--- BEGIN ---

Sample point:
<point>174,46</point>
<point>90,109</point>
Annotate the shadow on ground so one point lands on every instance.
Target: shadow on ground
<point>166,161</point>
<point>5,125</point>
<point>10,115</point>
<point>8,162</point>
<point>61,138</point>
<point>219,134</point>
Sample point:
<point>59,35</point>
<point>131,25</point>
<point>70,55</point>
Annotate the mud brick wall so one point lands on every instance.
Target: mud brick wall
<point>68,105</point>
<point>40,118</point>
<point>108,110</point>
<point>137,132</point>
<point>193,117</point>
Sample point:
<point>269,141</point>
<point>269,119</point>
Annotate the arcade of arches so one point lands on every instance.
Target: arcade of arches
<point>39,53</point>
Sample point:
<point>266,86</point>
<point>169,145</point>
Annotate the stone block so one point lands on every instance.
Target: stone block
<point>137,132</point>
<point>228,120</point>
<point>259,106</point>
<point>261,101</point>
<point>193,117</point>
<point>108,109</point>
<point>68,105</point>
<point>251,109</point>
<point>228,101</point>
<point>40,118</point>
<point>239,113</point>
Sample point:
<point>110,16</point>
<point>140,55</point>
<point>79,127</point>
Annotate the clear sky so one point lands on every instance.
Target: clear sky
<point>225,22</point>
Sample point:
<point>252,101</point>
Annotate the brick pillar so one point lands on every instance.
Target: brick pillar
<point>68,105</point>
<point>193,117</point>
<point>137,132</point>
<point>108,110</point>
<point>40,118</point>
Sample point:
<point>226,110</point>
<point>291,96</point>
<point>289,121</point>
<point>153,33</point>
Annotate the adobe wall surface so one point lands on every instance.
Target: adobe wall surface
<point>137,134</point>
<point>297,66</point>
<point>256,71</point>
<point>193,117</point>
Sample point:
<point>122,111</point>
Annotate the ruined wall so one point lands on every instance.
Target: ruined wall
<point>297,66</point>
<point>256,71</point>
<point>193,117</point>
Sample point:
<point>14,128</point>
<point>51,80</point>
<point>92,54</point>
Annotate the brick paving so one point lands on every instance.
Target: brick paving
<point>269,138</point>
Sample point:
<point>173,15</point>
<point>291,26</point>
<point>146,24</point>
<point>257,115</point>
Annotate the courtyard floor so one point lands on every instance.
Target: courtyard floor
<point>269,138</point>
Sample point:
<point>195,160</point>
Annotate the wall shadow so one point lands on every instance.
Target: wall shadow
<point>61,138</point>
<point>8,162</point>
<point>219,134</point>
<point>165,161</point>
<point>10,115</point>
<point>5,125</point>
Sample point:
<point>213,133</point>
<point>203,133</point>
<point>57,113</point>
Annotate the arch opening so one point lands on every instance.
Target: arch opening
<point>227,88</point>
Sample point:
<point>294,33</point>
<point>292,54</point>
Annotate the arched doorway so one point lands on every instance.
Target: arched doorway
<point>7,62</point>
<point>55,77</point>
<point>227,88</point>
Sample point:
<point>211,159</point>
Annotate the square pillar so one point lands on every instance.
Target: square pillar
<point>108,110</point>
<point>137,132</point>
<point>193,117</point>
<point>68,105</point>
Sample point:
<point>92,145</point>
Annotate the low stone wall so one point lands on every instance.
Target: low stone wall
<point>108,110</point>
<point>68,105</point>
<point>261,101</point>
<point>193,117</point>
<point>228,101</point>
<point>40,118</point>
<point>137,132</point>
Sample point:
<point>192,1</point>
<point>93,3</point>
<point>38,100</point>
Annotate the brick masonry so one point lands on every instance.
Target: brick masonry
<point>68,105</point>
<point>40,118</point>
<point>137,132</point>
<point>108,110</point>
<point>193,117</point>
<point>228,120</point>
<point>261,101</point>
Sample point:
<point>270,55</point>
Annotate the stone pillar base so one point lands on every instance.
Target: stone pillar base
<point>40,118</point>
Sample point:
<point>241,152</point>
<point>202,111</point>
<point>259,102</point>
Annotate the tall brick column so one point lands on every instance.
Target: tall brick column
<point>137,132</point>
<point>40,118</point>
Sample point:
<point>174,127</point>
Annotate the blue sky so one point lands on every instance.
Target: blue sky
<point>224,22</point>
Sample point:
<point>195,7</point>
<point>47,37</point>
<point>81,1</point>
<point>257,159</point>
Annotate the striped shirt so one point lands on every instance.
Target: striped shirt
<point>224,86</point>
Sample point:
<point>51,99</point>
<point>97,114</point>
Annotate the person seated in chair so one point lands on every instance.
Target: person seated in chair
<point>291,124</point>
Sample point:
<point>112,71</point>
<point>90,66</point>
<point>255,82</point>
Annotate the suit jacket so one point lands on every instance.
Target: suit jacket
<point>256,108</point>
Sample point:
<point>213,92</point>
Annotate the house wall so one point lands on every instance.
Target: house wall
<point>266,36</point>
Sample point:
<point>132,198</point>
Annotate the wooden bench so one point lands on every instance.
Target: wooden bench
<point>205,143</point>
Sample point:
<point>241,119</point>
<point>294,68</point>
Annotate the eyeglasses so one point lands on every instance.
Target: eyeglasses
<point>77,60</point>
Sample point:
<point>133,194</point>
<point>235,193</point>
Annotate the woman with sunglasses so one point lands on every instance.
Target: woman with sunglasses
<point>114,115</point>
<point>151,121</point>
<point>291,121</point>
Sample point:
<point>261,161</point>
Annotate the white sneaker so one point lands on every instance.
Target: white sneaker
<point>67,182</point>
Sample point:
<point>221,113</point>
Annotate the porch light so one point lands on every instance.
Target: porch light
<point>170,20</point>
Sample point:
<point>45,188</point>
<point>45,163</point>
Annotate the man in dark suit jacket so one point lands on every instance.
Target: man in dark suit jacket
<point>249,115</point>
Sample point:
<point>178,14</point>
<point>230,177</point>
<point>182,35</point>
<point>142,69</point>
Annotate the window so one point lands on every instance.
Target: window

--- END ---

**WHAT TO PRODUCE**
Quote every record above exactly.

**ANSWER TO THE PROBLEM**
Sample point:
<point>174,46</point>
<point>90,109</point>
Annotate the shadow on ground so one point lands on every instance.
Target: shadow on ground
<point>166,161</point>
<point>5,125</point>
<point>10,115</point>
<point>8,162</point>
<point>61,138</point>
<point>219,134</point>
Sample point:
<point>59,35</point>
<point>131,25</point>
<point>70,55</point>
Annotate the mud brick wall so one point lands on every instance.
Target: mud brick wall
<point>68,105</point>
<point>40,118</point>
<point>108,110</point>
<point>137,132</point>
<point>193,117</point>
Sample point:
<point>269,141</point>
<point>269,119</point>
Annotate the arcade of arches so one point lands on every instance.
Target: arcade of arches
<point>39,53</point>
Sample point:
<point>266,86</point>
<point>169,145</point>
Annotate the stone block so one point lands on every instance.
Target: stone block
<point>137,132</point>
<point>228,120</point>
<point>259,106</point>
<point>261,101</point>
<point>193,117</point>
<point>108,109</point>
<point>68,105</point>
<point>251,109</point>
<point>228,101</point>
<point>40,118</point>
<point>239,113</point>
Sample point:
<point>110,16</point>
<point>140,55</point>
<point>79,127</point>
Annotate the clear sky so one point lands on every instance.
Target: clear sky
<point>225,22</point>
Sample point:
<point>252,101</point>
Annotate the brick pillar so one point lands on every instance.
Target: brick pillar
<point>68,105</point>
<point>193,117</point>
<point>137,132</point>
<point>108,110</point>
<point>40,118</point>
Sample point:
<point>226,110</point>
<point>291,96</point>
<point>289,121</point>
<point>153,33</point>
Annotate the adobe wall surface so one point lands on every instance.
Target: adobe wall surface
<point>137,134</point>
<point>297,66</point>
<point>256,71</point>
<point>193,117</point>
Sample point:
<point>122,111</point>
Annotate the ruined wall so one point lands on every instance.
Target: ruined wall
<point>297,66</point>
<point>256,71</point>
<point>193,117</point>
Sample point:
<point>14,128</point>
<point>51,80</point>
<point>92,54</point>
Annotate the brick paving so one point lands on every instance.
Target: brick paving
<point>269,138</point>
Sample point:
<point>173,15</point>
<point>291,26</point>
<point>146,24</point>
<point>257,115</point>
Annotate the courtyard floor so one point lands on every instance.
Target: courtyard floor
<point>269,138</point>
Sample point:
<point>195,160</point>
Annotate the wall shadow so one point lands on every instance.
Target: wall shadow
<point>61,138</point>
<point>8,162</point>
<point>219,134</point>
<point>165,161</point>
<point>10,115</point>
<point>5,125</point>
Sample point:
<point>213,133</point>
<point>203,133</point>
<point>57,113</point>
Annotate the arch opening so one point lands on every instance.
Target: arch opening
<point>227,88</point>
Sample point:
<point>294,33</point>
<point>292,54</point>
Annotate the arched doorway so one point lands on every instance.
Target: arched doorway
<point>7,62</point>
<point>55,77</point>
<point>227,88</point>
Sample point:
<point>211,159</point>
Annotate the square pillar so one point lands on every instance.
Target: square pillar
<point>108,110</point>
<point>137,132</point>
<point>193,117</point>
<point>68,105</point>
Sample point:
<point>92,145</point>
Annotate the low stone wall so one point lands on every instance.
Target: low stone wall
<point>108,110</point>
<point>68,105</point>
<point>261,101</point>
<point>193,117</point>
<point>228,101</point>
<point>40,118</point>
<point>137,132</point>
Sample point:
<point>192,1</point>
<point>93,3</point>
<point>38,100</point>
Annotate the brick masonry so one point lands on every instance.
Target: brick masonry
<point>68,105</point>
<point>40,118</point>
<point>137,132</point>
<point>108,110</point>
<point>193,117</point>
<point>228,120</point>
<point>261,101</point>
Sample point:
<point>270,55</point>
Annotate the stone pillar base so one point lands on every instance.
Target: stone pillar base
<point>40,118</point>
Sample point:
<point>241,152</point>
<point>202,111</point>
<point>259,102</point>
Annotate the tall brick column so one point lands on every instance.
Target: tall brick column
<point>137,132</point>
<point>40,118</point>
Sample point:
<point>174,127</point>
Annotate the blue sky so one point lands on every instance.
Target: blue sky
<point>224,22</point>
Sample point:
<point>195,7</point>
<point>47,37</point>
<point>81,1</point>
<point>257,159</point>
Annotate the striped shirt so one point lands on every instance.
Target: striped shirt
<point>224,86</point>
Sample point:
<point>51,99</point>
<point>97,114</point>
Annotate the person seated in chair so one point lands on every instance.
Target: person seated in chair
<point>291,124</point>
Sample point:
<point>112,71</point>
<point>90,66</point>
<point>255,82</point>
Annotate the suit jacket so one point lands on every instance.
Target: suit jacket
<point>256,108</point>
Sample point:
<point>213,92</point>
Annotate the house wall so one point lands on every instance.
Target: house wall
<point>266,36</point>
Sample point:
<point>132,198</point>
Annotate the wooden bench so one point lands on every instance.
Target: wooden bench
<point>205,143</point>
Sample point:
<point>241,119</point>
<point>294,68</point>
Annotate the eyeglasses so one point lands on every instance.
Target: eyeglasses
<point>77,60</point>
Sample point:
<point>133,194</point>
<point>235,193</point>
Annotate the woman with sunglasses so one point lands on every instance.
Target: woman with sunglasses
<point>114,115</point>
<point>151,121</point>
<point>291,121</point>
Sample point:
<point>261,161</point>
Annotate the white sneaker so one point lands on every instance.
Target: white sneaker
<point>67,182</point>
Sample point:
<point>221,113</point>
Annotate the porch light so one point lands on every instance.
Target: porch light
<point>170,20</point>
Sample point:
<point>45,188</point>
<point>45,163</point>
Annotate the man in dark suit jacket so one point lands on every instance.
Target: man in dark suit jacket
<point>249,115</point>
Sample point:
<point>178,14</point>
<point>230,177</point>
<point>182,35</point>
<point>142,69</point>
Annotate the window so one point lands on every instance.
Target: window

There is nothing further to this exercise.